= Task material =
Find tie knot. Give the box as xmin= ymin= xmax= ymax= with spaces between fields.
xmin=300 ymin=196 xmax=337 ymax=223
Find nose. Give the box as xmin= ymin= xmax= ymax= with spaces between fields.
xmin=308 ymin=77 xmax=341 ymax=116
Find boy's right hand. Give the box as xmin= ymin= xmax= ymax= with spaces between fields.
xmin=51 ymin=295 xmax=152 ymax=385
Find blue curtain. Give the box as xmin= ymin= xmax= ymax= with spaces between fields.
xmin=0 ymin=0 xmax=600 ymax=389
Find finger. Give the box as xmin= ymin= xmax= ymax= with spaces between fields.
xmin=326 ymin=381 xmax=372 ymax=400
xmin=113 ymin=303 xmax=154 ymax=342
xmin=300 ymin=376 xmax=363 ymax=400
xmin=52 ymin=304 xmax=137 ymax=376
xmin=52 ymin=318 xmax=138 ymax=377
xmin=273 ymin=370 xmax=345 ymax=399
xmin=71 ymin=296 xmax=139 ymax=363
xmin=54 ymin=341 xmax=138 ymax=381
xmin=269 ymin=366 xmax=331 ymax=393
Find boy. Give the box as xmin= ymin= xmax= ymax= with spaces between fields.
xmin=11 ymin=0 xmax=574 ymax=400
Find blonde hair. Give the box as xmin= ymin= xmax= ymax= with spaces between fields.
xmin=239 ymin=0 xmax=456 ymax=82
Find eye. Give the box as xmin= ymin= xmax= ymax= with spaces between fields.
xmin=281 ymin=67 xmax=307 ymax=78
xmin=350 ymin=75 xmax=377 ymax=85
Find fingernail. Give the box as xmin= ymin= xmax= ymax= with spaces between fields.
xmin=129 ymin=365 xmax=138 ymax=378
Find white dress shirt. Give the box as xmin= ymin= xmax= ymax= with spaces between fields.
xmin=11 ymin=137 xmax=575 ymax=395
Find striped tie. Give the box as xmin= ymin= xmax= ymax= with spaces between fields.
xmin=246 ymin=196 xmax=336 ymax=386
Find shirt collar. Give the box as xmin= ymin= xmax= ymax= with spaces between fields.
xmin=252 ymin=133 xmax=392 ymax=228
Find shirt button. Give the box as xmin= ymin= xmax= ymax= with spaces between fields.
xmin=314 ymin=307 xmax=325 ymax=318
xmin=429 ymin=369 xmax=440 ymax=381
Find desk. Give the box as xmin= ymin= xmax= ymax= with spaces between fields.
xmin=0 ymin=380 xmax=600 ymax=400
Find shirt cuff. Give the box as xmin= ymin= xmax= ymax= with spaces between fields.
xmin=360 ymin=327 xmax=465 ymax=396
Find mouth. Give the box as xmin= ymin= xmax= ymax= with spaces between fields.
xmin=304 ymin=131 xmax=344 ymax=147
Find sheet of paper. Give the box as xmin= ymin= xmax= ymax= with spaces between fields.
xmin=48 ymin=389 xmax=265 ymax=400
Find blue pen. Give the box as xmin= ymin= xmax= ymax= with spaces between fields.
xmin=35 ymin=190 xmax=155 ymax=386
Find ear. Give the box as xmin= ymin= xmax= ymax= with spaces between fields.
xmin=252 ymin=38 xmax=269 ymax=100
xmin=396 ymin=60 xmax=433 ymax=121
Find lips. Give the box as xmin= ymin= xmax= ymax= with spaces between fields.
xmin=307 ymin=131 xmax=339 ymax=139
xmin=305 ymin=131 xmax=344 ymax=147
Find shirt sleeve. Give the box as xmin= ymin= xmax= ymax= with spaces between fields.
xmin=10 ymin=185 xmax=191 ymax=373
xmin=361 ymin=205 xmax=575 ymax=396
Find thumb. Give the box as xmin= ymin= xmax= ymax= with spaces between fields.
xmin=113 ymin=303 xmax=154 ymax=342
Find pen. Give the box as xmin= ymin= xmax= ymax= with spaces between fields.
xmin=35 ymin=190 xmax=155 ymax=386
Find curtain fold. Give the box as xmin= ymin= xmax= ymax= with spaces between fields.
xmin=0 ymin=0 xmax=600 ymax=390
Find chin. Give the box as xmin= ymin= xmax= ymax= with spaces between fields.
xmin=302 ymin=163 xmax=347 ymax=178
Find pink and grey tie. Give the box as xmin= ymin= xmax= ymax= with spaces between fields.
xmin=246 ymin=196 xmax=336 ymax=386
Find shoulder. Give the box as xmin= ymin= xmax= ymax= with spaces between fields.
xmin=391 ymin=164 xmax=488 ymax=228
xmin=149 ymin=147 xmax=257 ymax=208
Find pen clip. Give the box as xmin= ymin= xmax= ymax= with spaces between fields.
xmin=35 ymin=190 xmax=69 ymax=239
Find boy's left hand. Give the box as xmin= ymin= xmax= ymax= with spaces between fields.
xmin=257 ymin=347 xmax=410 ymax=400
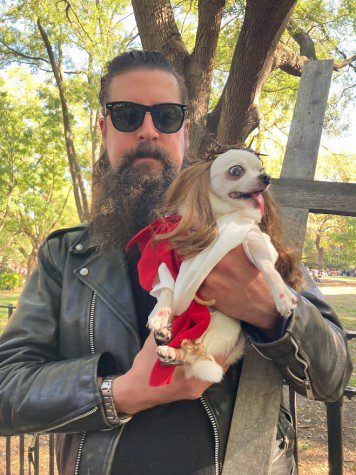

= Work to do =
Identify every line of the data above that contains the string "curtain" and copy each one out in full, treating uppercase and lowercase letters as different.

= Reply to the task =
Find blue curtain. Give the box as xmin= ymin= xmax= ymax= with spaces between fields.
Find curtain fold. Give the box as xmin= ymin= xmax= ymax= with spaces between fields.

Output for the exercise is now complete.